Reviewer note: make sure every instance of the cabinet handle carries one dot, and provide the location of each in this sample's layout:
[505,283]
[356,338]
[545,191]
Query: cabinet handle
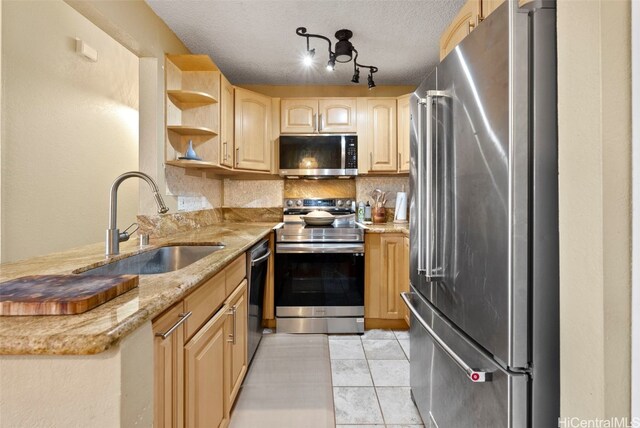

■ ■ ■ ■

* [EXERCISE BRIEF]
Report the tally of lines in the listing that carry the string "cabinet", and nothing else.

* [ANSWER SECTION]
2